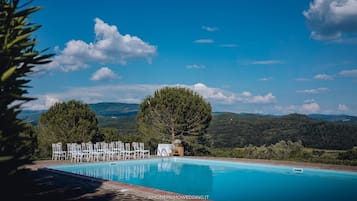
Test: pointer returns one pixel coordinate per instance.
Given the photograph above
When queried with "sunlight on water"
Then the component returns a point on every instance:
(221, 180)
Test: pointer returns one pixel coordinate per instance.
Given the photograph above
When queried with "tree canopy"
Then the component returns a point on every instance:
(18, 57)
(174, 113)
(65, 122)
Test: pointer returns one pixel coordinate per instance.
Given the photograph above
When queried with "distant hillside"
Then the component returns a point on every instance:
(239, 130)
(117, 115)
(114, 109)
(342, 119)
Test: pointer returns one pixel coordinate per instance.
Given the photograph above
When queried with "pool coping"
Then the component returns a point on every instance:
(141, 191)
(156, 194)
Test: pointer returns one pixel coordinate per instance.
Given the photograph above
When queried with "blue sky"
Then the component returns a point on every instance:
(269, 57)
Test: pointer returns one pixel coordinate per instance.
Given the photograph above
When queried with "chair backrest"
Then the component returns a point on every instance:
(135, 145)
(141, 146)
(127, 146)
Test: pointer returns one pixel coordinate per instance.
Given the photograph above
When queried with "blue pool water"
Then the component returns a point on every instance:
(221, 180)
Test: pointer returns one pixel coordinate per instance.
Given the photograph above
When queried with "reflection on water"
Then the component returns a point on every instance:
(162, 174)
(115, 172)
(227, 181)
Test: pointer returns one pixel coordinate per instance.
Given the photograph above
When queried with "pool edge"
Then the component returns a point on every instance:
(141, 191)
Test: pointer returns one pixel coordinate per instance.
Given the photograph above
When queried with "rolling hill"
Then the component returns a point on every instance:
(239, 130)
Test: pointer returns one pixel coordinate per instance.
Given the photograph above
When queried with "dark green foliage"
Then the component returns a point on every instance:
(114, 109)
(282, 151)
(240, 130)
(113, 134)
(348, 155)
(18, 57)
(67, 122)
(175, 113)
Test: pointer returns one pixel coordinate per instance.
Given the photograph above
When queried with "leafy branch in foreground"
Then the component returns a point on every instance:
(18, 58)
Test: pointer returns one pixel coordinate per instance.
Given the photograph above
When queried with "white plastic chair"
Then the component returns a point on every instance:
(142, 151)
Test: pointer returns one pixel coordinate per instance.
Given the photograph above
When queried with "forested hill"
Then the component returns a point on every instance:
(239, 130)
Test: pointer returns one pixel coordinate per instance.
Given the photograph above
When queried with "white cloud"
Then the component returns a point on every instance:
(210, 29)
(266, 62)
(103, 73)
(264, 79)
(195, 66)
(349, 73)
(228, 45)
(310, 106)
(43, 102)
(223, 97)
(137, 92)
(110, 46)
(302, 79)
(323, 77)
(313, 91)
(331, 19)
(342, 108)
(203, 41)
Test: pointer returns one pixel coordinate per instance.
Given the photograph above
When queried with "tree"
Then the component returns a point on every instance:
(18, 57)
(174, 112)
(67, 122)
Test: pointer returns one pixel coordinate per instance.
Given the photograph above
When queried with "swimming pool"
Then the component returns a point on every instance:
(223, 180)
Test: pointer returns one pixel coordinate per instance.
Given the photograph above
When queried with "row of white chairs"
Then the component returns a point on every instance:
(99, 151)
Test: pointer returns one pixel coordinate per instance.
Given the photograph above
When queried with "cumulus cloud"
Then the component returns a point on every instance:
(302, 79)
(349, 73)
(228, 45)
(224, 97)
(310, 106)
(331, 19)
(137, 92)
(264, 79)
(266, 62)
(43, 102)
(342, 108)
(195, 66)
(313, 91)
(103, 73)
(323, 77)
(110, 46)
(210, 29)
(203, 41)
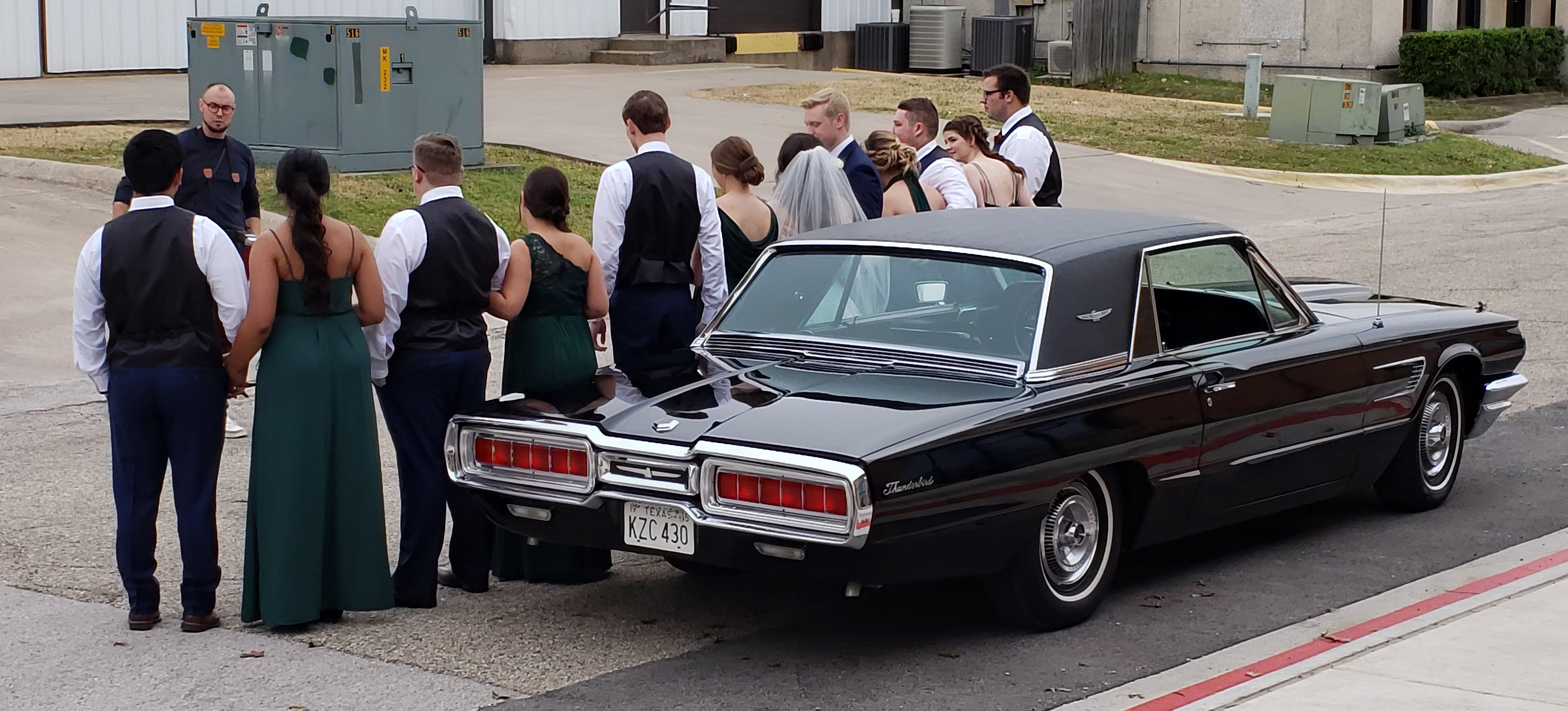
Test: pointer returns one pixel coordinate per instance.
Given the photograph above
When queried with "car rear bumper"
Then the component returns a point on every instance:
(1495, 400)
(951, 553)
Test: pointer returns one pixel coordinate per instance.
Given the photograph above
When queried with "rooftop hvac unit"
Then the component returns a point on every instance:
(1003, 39)
(1059, 57)
(937, 38)
(882, 46)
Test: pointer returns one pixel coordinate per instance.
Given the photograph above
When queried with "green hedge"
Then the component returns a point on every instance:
(1482, 62)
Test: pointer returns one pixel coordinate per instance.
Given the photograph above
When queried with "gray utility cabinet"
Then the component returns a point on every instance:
(1326, 110)
(1404, 113)
(358, 90)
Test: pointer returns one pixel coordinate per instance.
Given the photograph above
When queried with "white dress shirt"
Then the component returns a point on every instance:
(1028, 150)
(609, 229)
(948, 178)
(399, 253)
(215, 258)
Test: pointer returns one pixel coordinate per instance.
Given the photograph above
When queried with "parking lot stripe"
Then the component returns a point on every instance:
(1332, 641)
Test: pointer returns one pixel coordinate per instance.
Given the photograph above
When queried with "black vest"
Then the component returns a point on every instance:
(156, 298)
(1051, 190)
(935, 155)
(662, 223)
(448, 293)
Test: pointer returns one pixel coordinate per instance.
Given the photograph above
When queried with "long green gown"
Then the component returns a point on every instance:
(549, 350)
(316, 529)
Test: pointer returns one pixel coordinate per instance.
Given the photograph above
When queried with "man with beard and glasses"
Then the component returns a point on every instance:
(219, 184)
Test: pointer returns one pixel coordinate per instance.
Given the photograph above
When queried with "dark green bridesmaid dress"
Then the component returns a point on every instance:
(316, 529)
(549, 350)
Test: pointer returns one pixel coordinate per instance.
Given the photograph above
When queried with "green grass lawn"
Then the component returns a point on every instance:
(1209, 90)
(364, 201)
(1159, 129)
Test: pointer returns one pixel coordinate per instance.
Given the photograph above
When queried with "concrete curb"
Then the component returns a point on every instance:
(1402, 185)
(101, 179)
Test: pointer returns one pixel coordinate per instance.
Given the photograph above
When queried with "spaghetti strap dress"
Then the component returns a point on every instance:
(549, 350)
(316, 527)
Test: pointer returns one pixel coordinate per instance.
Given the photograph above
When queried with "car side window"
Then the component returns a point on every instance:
(1205, 293)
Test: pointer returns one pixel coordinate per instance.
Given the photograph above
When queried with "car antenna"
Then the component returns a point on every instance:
(1382, 240)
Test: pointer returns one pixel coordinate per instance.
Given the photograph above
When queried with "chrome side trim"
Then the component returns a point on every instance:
(1076, 370)
(463, 472)
(772, 249)
(1495, 402)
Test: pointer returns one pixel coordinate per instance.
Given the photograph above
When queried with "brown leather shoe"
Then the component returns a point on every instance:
(200, 624)
(143, 622)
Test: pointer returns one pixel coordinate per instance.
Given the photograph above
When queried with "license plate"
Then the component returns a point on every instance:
(664, 529)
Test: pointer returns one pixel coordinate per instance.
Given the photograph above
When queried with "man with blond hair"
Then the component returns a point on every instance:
(828, 119)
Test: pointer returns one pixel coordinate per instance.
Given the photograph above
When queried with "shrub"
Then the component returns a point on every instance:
(1482, 62)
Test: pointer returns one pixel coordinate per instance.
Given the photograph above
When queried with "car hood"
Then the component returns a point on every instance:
(772, 404)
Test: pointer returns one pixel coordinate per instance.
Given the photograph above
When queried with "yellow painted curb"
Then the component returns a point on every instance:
(767, 43)
(1401, 185)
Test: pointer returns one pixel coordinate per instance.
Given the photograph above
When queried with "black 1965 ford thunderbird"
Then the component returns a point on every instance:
(1017, 395)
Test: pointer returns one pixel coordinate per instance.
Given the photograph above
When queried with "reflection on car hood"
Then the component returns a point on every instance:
(766, 403)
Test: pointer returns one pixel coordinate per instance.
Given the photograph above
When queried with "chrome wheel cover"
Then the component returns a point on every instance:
(1437, 439)
(1070, 536)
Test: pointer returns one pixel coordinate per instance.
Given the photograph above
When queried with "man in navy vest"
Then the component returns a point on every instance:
(151, 292)
(1023, 138)
(430, 356)
(918, 126)
(653, 213)
(828, 119)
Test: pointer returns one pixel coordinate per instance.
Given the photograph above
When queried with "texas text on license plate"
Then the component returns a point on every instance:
(665, 529)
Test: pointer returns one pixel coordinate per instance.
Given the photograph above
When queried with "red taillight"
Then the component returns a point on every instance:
(531, 456)
(785, 494)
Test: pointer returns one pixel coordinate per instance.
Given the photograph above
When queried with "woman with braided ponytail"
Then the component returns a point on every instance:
(995, 179)
(901, 171)
(316, 530)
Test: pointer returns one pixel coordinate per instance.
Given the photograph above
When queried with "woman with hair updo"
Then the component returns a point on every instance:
(901, 171)
(314, 529)
(995, 179)
(745, 221)
(554, 287)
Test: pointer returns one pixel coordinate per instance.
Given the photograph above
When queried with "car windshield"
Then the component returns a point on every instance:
(951, 304)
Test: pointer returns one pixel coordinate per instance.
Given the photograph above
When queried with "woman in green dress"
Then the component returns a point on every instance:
(554, 287)
(747, 223)
(316, 530)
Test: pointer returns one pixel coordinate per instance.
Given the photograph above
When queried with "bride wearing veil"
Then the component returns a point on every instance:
(813, 193)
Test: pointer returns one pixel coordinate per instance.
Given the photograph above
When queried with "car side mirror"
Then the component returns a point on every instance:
(930, 292)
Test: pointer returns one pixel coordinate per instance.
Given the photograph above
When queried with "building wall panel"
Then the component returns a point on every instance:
(19, 39)
(844, 15)
(557, 19)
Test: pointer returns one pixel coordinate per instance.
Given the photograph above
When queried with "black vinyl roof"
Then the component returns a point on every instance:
(1095, 260)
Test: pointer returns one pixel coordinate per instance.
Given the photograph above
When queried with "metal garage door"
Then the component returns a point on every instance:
(19, 41)
(744, 16)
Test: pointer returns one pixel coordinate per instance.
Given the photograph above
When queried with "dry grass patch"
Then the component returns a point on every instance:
(1158, 127)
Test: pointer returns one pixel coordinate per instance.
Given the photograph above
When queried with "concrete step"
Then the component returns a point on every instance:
(632, 57)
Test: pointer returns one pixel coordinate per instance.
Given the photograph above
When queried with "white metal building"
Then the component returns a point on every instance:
(129, 35)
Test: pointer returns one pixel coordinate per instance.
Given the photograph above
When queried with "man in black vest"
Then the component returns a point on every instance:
(430, 356)
(151, 292)
(653, 213)
(1023, 138)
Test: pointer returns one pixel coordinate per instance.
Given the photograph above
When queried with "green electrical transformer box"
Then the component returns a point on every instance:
(1326, 110)
(360, 90)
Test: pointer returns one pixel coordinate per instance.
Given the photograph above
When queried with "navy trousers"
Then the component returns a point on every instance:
(167, 418)
(654, 326)
(421, 395)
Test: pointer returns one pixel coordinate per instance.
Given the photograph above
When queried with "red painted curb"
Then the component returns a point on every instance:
(1329, 641)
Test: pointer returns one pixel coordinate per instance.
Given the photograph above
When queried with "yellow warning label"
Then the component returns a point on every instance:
(386, 68)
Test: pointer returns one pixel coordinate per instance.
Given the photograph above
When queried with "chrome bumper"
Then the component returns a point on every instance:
(1496, 400)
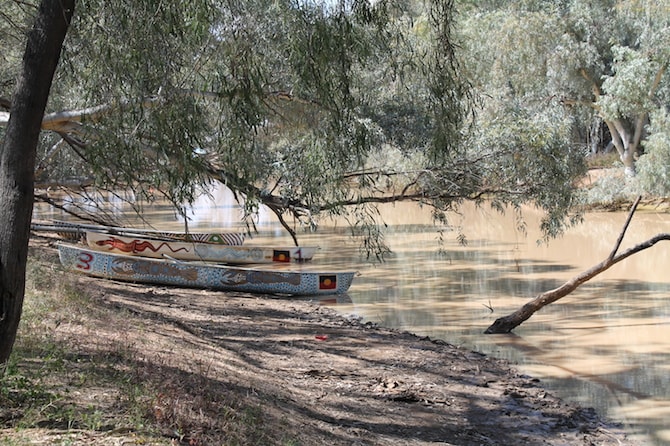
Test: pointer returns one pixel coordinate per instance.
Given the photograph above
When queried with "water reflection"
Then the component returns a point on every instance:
(606, 345)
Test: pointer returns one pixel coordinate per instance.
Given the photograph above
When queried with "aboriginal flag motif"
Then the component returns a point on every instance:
(327, 282)
(281, 256)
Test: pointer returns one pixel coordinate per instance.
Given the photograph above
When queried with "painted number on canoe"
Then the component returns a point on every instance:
(84, 261)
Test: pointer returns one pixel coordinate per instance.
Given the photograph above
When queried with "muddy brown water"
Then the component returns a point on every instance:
(606, 345)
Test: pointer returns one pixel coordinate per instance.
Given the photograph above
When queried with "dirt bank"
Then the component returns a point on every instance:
(295, 372)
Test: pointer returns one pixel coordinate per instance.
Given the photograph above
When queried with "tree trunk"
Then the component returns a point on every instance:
(17, 159)
(508, 323)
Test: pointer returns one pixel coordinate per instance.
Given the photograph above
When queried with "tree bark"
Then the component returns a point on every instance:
(508, 323)
(17, 159)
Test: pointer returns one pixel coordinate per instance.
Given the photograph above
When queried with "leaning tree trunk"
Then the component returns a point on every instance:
(508, 323)
(17, 159)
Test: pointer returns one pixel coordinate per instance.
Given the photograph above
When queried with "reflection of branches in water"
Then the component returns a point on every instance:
(93, 206)
(532, 351)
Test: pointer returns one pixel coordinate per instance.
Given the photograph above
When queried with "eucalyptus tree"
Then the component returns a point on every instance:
(603, 62)
(17, 158)
(305, 107)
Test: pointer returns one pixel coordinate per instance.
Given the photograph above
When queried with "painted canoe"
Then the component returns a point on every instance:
(202, 275)
(77, 231)
(160, 249)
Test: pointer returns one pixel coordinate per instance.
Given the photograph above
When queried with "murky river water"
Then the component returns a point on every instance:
(606, 345)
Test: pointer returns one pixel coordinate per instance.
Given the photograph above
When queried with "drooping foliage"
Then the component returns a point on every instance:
(311, 107)
(603, 62)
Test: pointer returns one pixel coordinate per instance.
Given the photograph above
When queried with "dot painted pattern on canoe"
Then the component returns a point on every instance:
(202, 276)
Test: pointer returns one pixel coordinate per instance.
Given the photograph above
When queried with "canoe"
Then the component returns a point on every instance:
(160, 249)
(77, 230)
(202, 275)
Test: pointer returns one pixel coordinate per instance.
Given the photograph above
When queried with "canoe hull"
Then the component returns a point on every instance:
(196, 251)
(77, 230)
(192, 275)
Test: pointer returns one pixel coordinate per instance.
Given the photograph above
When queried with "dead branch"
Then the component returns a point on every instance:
(507, 323)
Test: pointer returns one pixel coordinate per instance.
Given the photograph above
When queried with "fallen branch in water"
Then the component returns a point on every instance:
(508, 323)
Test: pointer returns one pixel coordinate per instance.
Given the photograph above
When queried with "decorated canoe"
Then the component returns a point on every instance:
(75, 231)
(161, 249)
(202, 275)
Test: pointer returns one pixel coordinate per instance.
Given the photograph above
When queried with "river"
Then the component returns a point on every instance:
(606, 345)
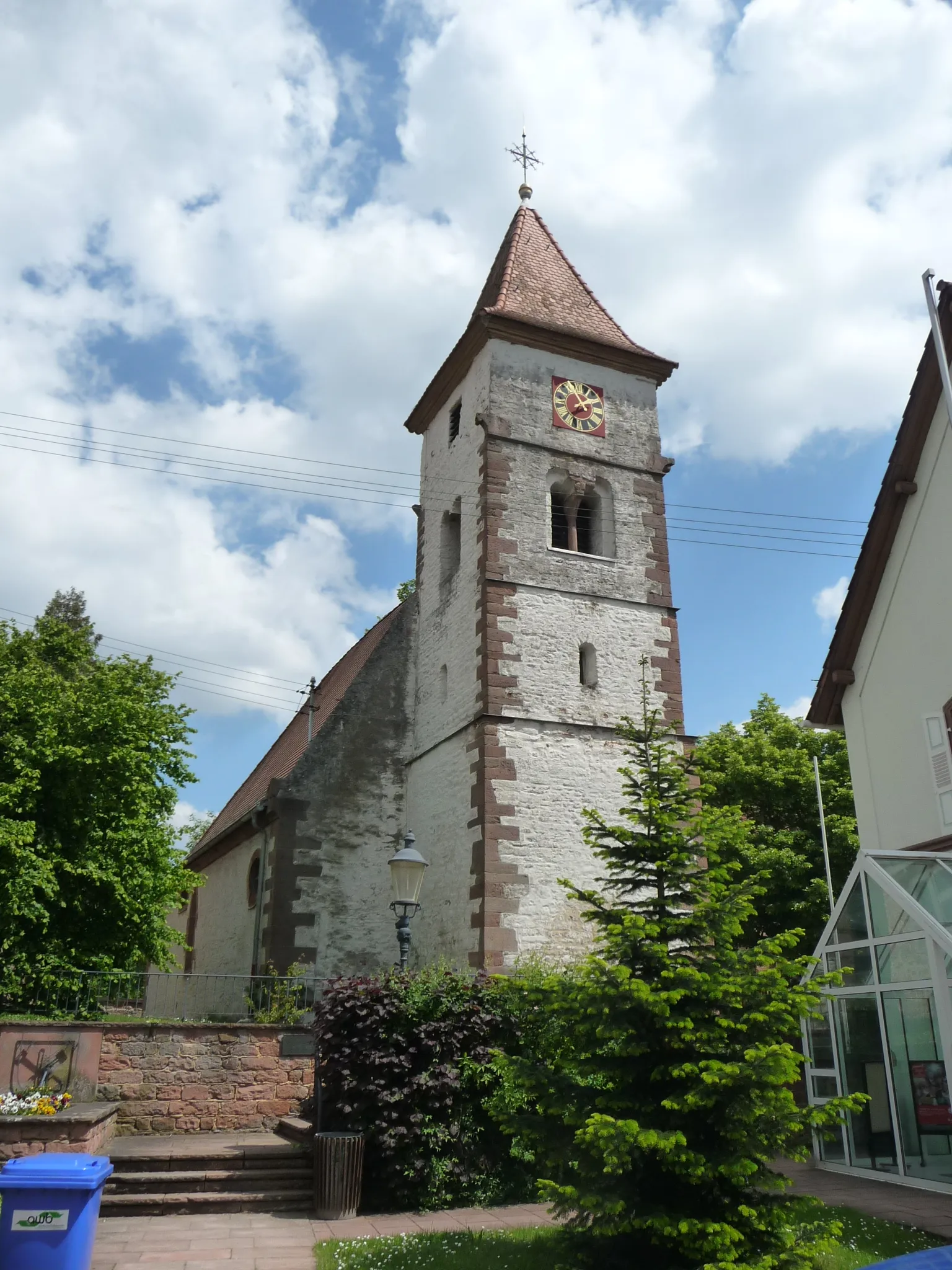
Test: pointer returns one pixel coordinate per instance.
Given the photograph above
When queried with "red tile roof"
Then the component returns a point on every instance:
(534, 281)
(287, 750)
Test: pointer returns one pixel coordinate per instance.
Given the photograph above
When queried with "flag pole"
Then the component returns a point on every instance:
(938, 340)
(823, 832)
════════
Locate every line in the items above that contains the word "vest" and copy each of those lines.

_Written solution:_
When queried with "black vest"
When queried with "man in navy vest"
When queried with "man in black vest"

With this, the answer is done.